+++ Dataset
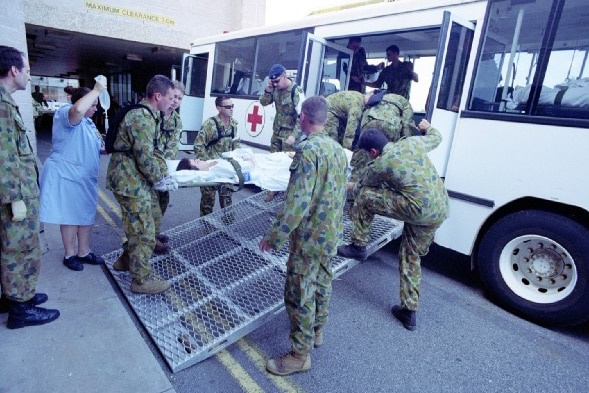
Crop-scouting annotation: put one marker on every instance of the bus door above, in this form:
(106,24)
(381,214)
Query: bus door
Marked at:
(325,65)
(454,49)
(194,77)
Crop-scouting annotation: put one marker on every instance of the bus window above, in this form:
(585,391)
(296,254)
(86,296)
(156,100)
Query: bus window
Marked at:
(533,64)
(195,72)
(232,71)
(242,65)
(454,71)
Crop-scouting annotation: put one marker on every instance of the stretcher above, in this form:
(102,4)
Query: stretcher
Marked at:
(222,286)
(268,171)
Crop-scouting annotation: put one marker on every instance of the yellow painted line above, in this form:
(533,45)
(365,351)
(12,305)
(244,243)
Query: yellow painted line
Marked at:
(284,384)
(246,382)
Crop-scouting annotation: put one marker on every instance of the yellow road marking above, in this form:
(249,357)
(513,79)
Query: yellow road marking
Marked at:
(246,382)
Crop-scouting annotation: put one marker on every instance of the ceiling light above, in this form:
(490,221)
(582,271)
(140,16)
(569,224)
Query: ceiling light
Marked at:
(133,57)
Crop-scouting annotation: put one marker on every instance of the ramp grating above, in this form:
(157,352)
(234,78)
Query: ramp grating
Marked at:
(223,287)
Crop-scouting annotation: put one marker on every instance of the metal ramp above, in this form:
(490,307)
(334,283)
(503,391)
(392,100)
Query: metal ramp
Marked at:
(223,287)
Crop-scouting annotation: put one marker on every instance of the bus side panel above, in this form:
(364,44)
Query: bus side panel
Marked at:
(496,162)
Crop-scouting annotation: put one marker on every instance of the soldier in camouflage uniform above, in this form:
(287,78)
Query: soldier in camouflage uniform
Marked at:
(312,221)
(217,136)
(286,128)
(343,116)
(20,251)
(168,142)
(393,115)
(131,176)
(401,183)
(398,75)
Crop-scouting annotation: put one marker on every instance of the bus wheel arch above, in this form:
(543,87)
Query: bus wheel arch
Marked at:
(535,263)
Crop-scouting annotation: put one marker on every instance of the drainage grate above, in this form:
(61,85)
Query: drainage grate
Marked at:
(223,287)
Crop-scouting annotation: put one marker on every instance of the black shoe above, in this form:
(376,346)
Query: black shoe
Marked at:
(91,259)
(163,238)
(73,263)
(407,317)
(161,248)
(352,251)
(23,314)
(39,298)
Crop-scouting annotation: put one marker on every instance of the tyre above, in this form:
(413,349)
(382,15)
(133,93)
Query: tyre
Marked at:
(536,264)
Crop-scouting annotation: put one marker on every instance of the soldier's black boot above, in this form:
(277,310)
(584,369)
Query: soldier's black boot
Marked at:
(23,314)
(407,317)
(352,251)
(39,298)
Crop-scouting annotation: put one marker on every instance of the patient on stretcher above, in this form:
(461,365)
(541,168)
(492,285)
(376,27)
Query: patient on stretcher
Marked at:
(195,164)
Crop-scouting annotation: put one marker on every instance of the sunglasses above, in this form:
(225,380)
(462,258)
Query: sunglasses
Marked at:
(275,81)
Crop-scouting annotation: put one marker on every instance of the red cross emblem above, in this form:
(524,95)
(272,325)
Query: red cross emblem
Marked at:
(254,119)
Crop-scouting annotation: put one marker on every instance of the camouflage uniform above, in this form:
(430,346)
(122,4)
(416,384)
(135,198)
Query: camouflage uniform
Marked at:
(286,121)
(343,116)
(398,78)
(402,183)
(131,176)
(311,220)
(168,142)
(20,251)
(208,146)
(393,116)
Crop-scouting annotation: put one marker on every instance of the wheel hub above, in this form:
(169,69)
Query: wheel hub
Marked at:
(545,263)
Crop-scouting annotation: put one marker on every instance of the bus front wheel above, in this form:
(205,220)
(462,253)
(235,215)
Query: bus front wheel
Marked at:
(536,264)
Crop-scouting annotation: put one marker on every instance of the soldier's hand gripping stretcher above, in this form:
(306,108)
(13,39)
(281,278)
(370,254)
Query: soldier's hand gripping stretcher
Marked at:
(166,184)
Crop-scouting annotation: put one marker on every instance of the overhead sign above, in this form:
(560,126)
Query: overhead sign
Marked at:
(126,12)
++++++
### Written exercise:
Please copy every line above exactly, leaving out the pictures.

### Answer to the problem:
Crop-scouting annotation: put one marker on every instance of the bus door above, in this form:
(106,24)
(381,214)
Query: bus door
Marked at:
(325,65)
(454,49)
(194,77)
Crop-scouting annotation: put one marker on every instance of the bus window above, in this form:
(585,391)
(296,254)
(86,296)
(156,100)
Query: bus window
Marked at:
(533,64)
(195,72)
(232,71)
(242,65)
(454,71)
Crop-scouting annotation: put one marker on every instance of the stretcher above, in this form:
(102,4)
Query: stretcher
Marked at:
(222,286)
(268,171)
Crop-scouting annotation: put one marker on every instance of the yellow painted line above, in this form:
(533,45)
(365,351)
(12,305)
(244,243)
Query: yellow painted line
Marked at:
(284,384)
(246,382)
Crop-scouting annotation: put one marker on every instance of the yellow road marking above, in this form:
(249,357)
(513,79)
Query: yellow road marking
Marked at:
(246,382)
Crop-scouting annotation: put one marker on every instance of the ceiling light above, in this form:
(490,221)
(582,271)
(140,16)
(569,224)
Query: ceiling light
Marked at:
(133,57)
Crop-scouting annotation: put one marker on every instance of the ramp grating above, in this form:
(157,352)
(234,78)
Query: ramp grating
Marked at:
(223,287)
Crop-scouting annotation: put one marker on every instance of the metal ramp above, in this form:
(490,307)
(334,283)
(503,391)
(392,100)
Query: metal ramp
Marked at:
(223,287)
Crop-scouting annotation: put one marker on every instance of the bus side panel above, in this form:
(364,44)
Query: bus side panel
Marked at:
(496,162)
Crop-scouting annotation: put one marker on every instance of the soldier in camouflage uniform above, in this form:
(287,78)
Query: soldier in camouflage uniform
Marked at:
(312,221)
(217,136)
(286,128)
(343,116)
(20,251)
(168,142)
(393,115)
(131,176)
(401,183)
(398,75)
Crop-scouting annotation: put one marker on every instance of the bus wheel arch above, in this form:
(543,87)
Query: bus wheel arch
Marked at:
(535,263)
Crop-scouting annotation: put one marker on every instance of the drainage grate above, in this form:
(61,85)
Query: drainage grate
Marked at:
(223,287)
Crop-scouting annotation: put one marker on every instance of the black shoe above, in this form:
(376,346)
Query: black shoe
Marked at:
(91,259)
(163,238)
(73,263)
(407,317)
(161,248)
(352,251)
(23,314)
(39,298)
Crop-scouting annotation: put one marker on every instance of the tyre above, in this form:
(413,349)
(382,15)
(133,93)
Query: tyre
Marked at:
(536,264)
Crop-scouting annotation: put one marker on every instance of the soldier's black boot above, in this form:
(277,310)
(584,369)
Query: soldier's black boot
Marked at:
(23,314)
(407,317)
(352,251)
(39,298)
Crop-scouting annotation: put one marker on every instance of the patient on stretcher above, in this form:
(461,365)
(541,168)
(492,285)
(376,27)
Query: patient on stretcher
Marked at:
(195,164)
Crop-scouting annotation: put one marker on every instance of the sunglasses above, in this form:
(225,380)
(462,258)
Query: sunglasses
Marked at:
(275,81)
Crop-scouting annotation: put one marker on every instance of the red cross emblem above, in this form:
(524,95)
(272,325)
Query: red cross emblem
Marked at:
(254,119)
Crop-scouting annotation: put one marker on every instance of the camouflage uniform above, in this form:
(430,346)
(122,4)
(416,384)
(135,198)
Query: camouflage uniform
Marked at:
(286,121)
(343,116)
(398,78)
(402,183)
(131,176)
(311,220)
(168,142)
(20,251)
(208,146)
(393,116)
Crop-scouting annotation: put one marker on every instance of the wheel hub above, in this form:
(169,69)
Query: wheel hub
Marked at:
(545,263)
Crop-scouting annotation: put one marker on every instance of the bus front wheel above, in this form:
(205,220)
(462,253)
(235,215)
Query: bus front wheel
Marked at:
(536,264)
Crop-scouting annotation: put one marker on every instance of the soldier's hand gripping stretcher above, in this form:
(306,108)
(13,39)
(281,278)
(370,254)
Query: soldier's hand gripping stretcher
Marked at:
(166,184)
Crop-scouting annotation: put one marker on every instance of the overhead sign above, in this form:
(560,126)
Query: overhead sign
Marked at:
(126,12)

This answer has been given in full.